Given instruction -> Could you print all of the records below word for word, keeping every line as it appears?

· · ·

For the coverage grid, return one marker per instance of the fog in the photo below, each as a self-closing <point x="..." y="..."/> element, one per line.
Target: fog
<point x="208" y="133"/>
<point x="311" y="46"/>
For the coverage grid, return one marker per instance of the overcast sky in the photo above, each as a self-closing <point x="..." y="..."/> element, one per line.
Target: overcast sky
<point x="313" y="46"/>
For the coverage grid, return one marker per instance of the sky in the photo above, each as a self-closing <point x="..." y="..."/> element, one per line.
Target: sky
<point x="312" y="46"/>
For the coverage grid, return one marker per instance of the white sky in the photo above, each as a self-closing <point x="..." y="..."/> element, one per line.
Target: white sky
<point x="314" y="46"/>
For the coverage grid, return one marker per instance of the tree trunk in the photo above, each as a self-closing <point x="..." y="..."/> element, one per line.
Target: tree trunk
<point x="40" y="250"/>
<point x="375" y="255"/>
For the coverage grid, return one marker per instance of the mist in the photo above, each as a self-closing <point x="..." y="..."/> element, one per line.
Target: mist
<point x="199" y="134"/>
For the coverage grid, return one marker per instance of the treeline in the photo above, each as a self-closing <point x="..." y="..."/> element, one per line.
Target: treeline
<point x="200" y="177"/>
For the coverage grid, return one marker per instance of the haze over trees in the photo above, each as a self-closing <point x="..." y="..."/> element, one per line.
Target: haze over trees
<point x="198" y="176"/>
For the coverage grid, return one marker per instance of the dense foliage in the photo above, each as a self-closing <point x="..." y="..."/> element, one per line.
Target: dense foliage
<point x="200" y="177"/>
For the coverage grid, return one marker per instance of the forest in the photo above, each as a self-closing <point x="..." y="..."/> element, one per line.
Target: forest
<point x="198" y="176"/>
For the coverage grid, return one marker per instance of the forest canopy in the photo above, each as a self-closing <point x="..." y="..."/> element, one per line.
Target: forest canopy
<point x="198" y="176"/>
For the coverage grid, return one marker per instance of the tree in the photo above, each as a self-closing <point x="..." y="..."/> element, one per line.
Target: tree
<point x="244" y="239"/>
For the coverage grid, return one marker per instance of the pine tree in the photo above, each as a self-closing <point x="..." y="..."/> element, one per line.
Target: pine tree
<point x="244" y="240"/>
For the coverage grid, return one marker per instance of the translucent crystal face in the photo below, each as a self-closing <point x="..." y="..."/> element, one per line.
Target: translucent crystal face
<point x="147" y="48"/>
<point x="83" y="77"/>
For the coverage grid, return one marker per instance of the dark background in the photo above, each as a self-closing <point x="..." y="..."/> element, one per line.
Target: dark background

· · ·

The answer ->
For the coverage grid, return one marker per instance of the fog in the photo below, each as a self-closing <point x="..." y="..."/> element, one per line.
Target: fog
<point x="208" y="133"/>
<point x="311" y="46"/>
For the coverage grid, return one marker per instance of the overcast sky in the photo above, each as a self-closing <point x="..." y="..."/> element, one per line.
Target: overcast sky
<point x="313" y="46"/>
For the coverage grid, return one marker per instance of the sky in the photo above, each as a self-closing <point x="..." y="..."/> element, one per line.
Target: sky
<point x="312" y="46"/>
For the coverage grid, return one marker per instance of the white sky in the photo above, each as a self-closing <point x="..." y="..."/> element, one per line.
Target: white sky
<point x="314" y="46"/>
For the coverage grid, return one marker per instance of the tree trunk in the photo above, each as a self-closing <point x="..." y="..."/> element, one per line.
Target: tree trunk
<point x="40" y="250"/>
<point x="375" y="255"/>
For the coverage grid, return one marker per instance of the mist in the photo above, each as a self-closing <point x="..." y="..."/> element, one per line.
Target: mist
<point x="199" y="134"/>
For the coverage grid, return one marker per instance of the treeline in the photo above, each as a self-closing <point x="..." y="..."/> element, one per line.
Target: treeline
<point x="200" y="177"/>
For the coverage grid, return one marker per instance of the haze over trees in the photo above, each as a self-closing <point x="..." y="..."/> element, one per line.
Target: haze over trees
<point x="198" y="176"/>
For the coverage grid, return one marker per instance of the dense foliage in the photo above, each as a self-closing <point x="..." y="..."/> element, one per line.
Target: dense foliage
<point x="200" y="177"/>
For the coverage grid, return one marker per instance of the forest in the photo above, each as a self-closing <point x="..." y="..."/> element, one per line.
Target: forest
<point x="198" y="176"/>
For the coverage grid, return one marker per instance of the forest canopy in the photo above, each as a self-closing <point x="..." y="..."/> element, one per line.
Target: forest canopy
<point x="198" y="176"/>
For the coverage grid, return one marker per instance of the tree in the photo above, each as a self-closing <point x="..." y="..."/> element, one per line.
Target: tree
<point x="244" y="239"/>
For the coverage grid, return one marker per instance of the pine tree in the photo above, each as a self-closing <point x="..." y="..."/> element, one per line.
Target: pine tree
<point x="244" y="240"/>
For the coverage grid, return one marker per instance of the translucent crystal face in the photo below, each as a self-closing <point x="..." y="..."/> element, one per line.
Target: translucent crystal face
<point x="147" y="48"/>
<point x="83" y="77"/>
For the coverage grid, return one marker per instance of the dark background in the photo above, each as a self-closing <point x="..." y="..."/> element, one per line.
Target: dark background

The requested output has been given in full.